The Health and Safety Executive (HSE)

The Health and Safety Executive (HSE), commissions you to analyse information obtained from a study by the Health and Safety Laboratory (HSL) of workers from brick, tile, porcelain and crystal glass industries. The HSE wants to know if there is any cause for concern that the workers may potentially be affected by silicosis (see below).  Data for four sectors has been provided which the HSE hope may shed light on any potential problems.

There are two key questions which the HSE require you to address:

•    Are there any differences in the health (as indicated by cell damage) of the workers in the sectors?
•    What associations exist, if any, between length of service and recorded health effect?

The problem

Brick, tile, porcelain and crystal glass manufacturing along with many other industrial activities in the ceramics sector use quartz (a form of crystalline silica [CS]), feldspar and china clay as typical raw materials. Fine dusts formed during production activities, however, are a potential health hazard. One of the reasons for this is that the smallest particles in fine dusts may contain Respirable Crystalline Silica (RCS) formed from the quartz component of the raw materials. It is known that prolonged and excessive exposure to RCS-containing dusts may cause silicosis, a particular form of pulmonary fibrosis leading to incapacity and premature death. As such the HSE takes the issue seriously and has undertaken a preliminary study via the agency of the HSL to look into any potential problems and it is the results of this study that you are commissioned to analyse.

The use of LDH as a warning sign

Lactate dehydrogenase (LDH) is an intracellular enzyme. It oxidizes lactate in the presence of NADH (reduced form of nicotinamide adenine dinucleotide) or reduces pyruvate in the presence of NAD (oxidised form of NADH). It is used clinically to determine cell damage in a number of organs including heart, liver, muscle and blood. Elevations in LDH release are known to be associated with increased levels of cell membrane permeability and its measurement is therefore considered a good indicator of the extent of cell damage. It is deemed to be a useful indicator of the initial stages of cell damage caused by trauma from introduction of alien particles to cells including RCS-containing dusts. In the data presented herein, LDH release in blood cells has been recorded and the results have been calculated to produce a % cell damage figure.

The study group and the data collected

The HSL in undertaking the study stipulated three key criteria for workers to take part in the study, namely:

•    They must not have worked in both brick and tile works.

Stored data >>

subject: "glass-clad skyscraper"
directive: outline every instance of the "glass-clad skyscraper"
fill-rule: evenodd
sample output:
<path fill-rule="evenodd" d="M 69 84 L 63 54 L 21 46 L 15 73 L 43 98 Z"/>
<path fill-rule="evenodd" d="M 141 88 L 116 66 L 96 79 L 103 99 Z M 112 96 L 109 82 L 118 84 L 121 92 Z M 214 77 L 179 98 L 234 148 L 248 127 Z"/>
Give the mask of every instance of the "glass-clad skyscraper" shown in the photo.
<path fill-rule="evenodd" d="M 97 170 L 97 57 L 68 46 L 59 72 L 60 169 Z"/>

Study questions >>
**A)** Answer these questions using the HSE page:
(i) Which laboratory carried out the study of the workers?
(ii) What three typical raw materials does the ceramics sector use?
(iii) What figure was calculated from the recorded LDH release in blood cells?
**B)** Reproduce the HSE page word for word, starting with "The study group" and going on through "and tile works.".

Responses per task >>
**A)**
(i) The Health and Safety Laboratory (HSL)
(ii) Quartz, feldspar and china clay
(iii) A % cell damage figure

**B)**
The study group and the data collected

The HSL in undertaking the study stipulated three key criteria for workers to take part in the study, namely:

•    They must not have worked in both brick and tile works.